● **PROVIDED TEXT**:
Early in the twentieth century, an oil boom brought prosperity to Oklahoma. Even people who did not have oil wells on their land benefitted by the boom. Farm wives like my grandmother, for instance, were paid well for the butter and eggs they sold in town.

One day Grandma loaded the farm wagon with produce to sell and commanded her children to get into the wagon, the three boys in the back and the little girl up front, holding a tub of butter in her lap. Grandma headed the wagon toward town with high hopes of making a lot of money. For some reason (my guess is being frightened by a newfangled and very noisy automobile) the horses bolted. Little Kathelene must have feared for her life, but Grandma thought only of the money she might lose if she couldn't get her butter to town. While desperately trying to control her runaway team, Grandma yelled, "Hold onto the butter, Kathelene!"

Even in adulthood, Kathelene's brothers continued to tease her with that phrase. Every time the family got together they would all laugh and yell, "Hold onto the butter, Kathelene!"

NOTE TO MY DEAR DESCENDANTS

Let the amusing story above be a lesson to you. Whatever is valuable in your life, hold onto it. Even if it doesn't look valuable to anyone but you, hold onto it. I think of the many things my "packrat" mother held onto and no one even knew she had until after she died. Because she held onto them, I now have a lot of things to share with you on the site. If that information is valuable to you, find a way to preserve it. You might copy the web pages or make notes of the information you want to keep. Remember, cyberlife is as uncertain as the other kind. You don't know how long this site will be available.

● **EXCERPTED DATA**:
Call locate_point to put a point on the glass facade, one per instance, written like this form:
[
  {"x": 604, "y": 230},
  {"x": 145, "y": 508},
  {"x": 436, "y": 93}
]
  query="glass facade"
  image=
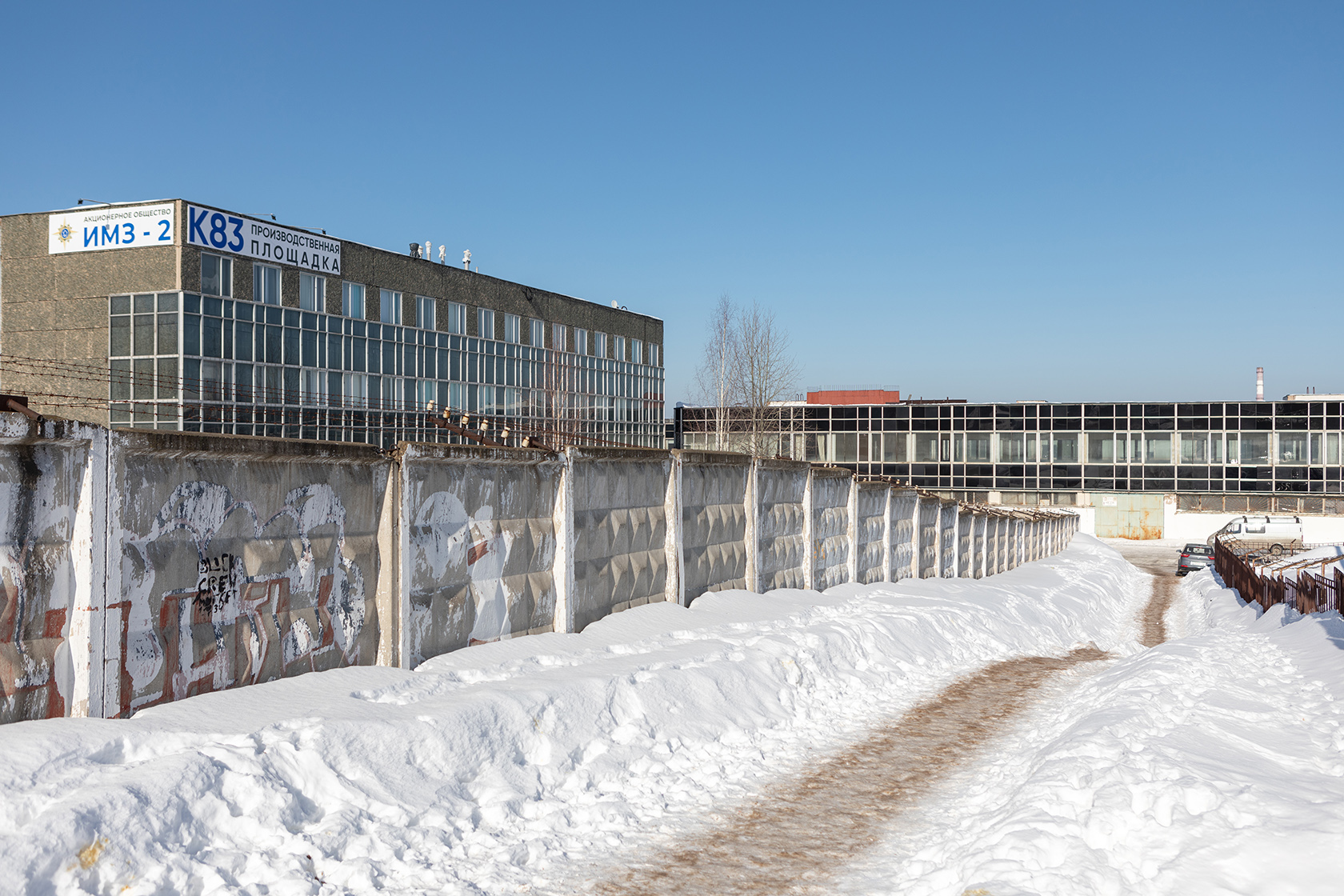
[
  {"x": 1219, "y": 446},
  {"x": 215, "y": 364}
]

● **EXERCISE DIRECTIONS**:
In the runaway wagon story, what did Grandma yell while trying to control the horses?

● **TASK RESPONSE**:
"Hold onto the butter, Kathelene!"